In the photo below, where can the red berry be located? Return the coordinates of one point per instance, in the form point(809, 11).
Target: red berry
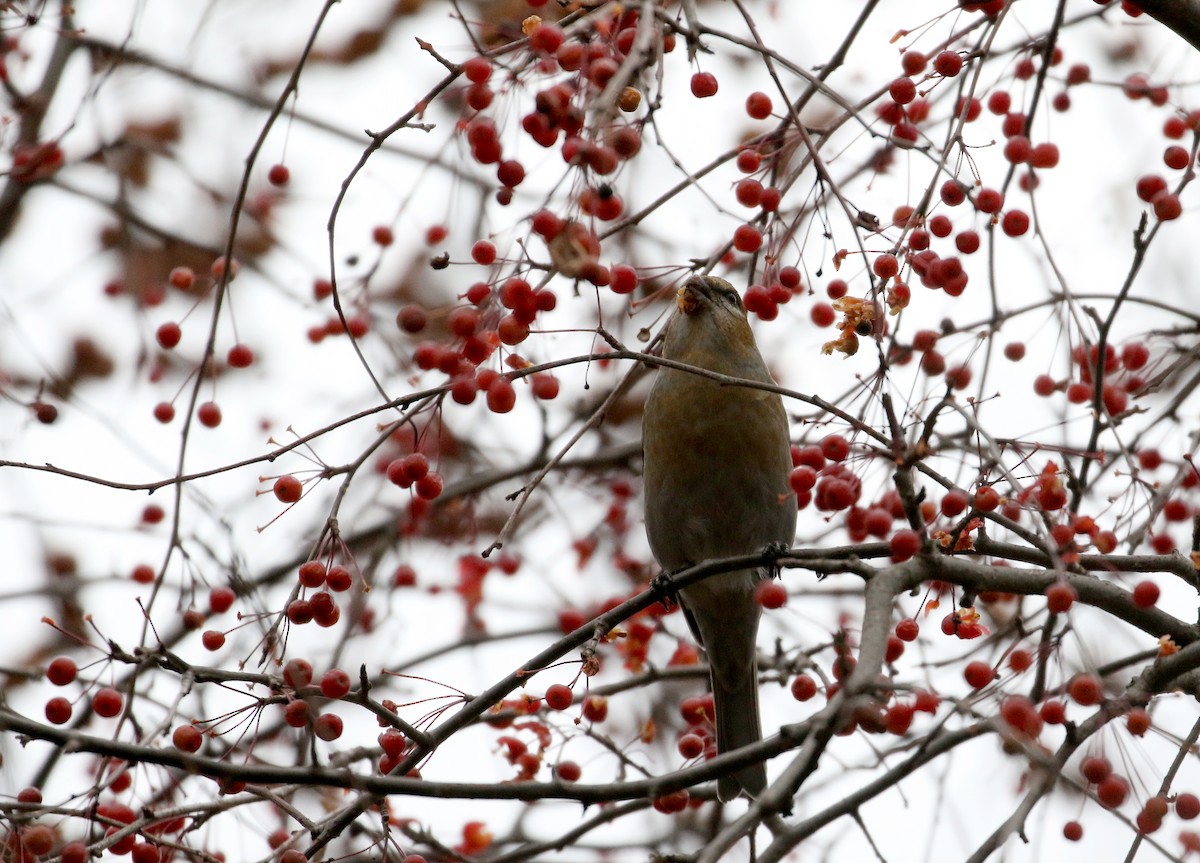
point(58, 711)
point(903, 90)
point(501, 396)
point(288, 489)
point(1015, 222)
point(703, 84)
point(803, 688)
point(1085, 689)
point(1167, 207)
point(483, 252)
point(187, 738)
point(209, 414)
point(1187, 805)
point(107, 702)
point(913, 63)
point(759, 106)
point(907, 629)
point(903, 545)
point(1060, 597)
point(954, 502)
point(948, 64)
point(1145, 594)
point(558, 697)
point(335, 683)
point(168, 335)
point(771, 594)
point(747, 238)
point(61, 671)
point(1138, 721)
point(478, 70)
point(240, 357)
point(568, 772)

· · · · ·

WORK REQUIRED:
Retype each entry above character for character; pictures stay out.

RESPONSE TO THE TASK:
In the photo below, where can the red berry be located? Return the coordinates of one point per instance, in the form point(809, 11).
Target: red berry
point(58, 711)
point(903, 90)
point(501, 396)
point(288, 489)
point(1015, 222)
point(703, 84)
point(803, 688)
point(1085, 689)
point(1167, 207)
point(483, 252)
point(187, 738)
point(209, 414)
point(1187, 805)
point(107, 702)
point(913, 63)
point(759, 106)
point(907, 629)
point(903, 545)
point(1060, 597)
point(954, 502)
point(948, 64)
point(1145, 594)
point(558, 697)
point(335, 683)
point(168, 335)
point(771, 594)
point(747, 238)
point(61, 671)
point(1138, 721)
point(478, 70)
point(240, 357)
point(568, 772)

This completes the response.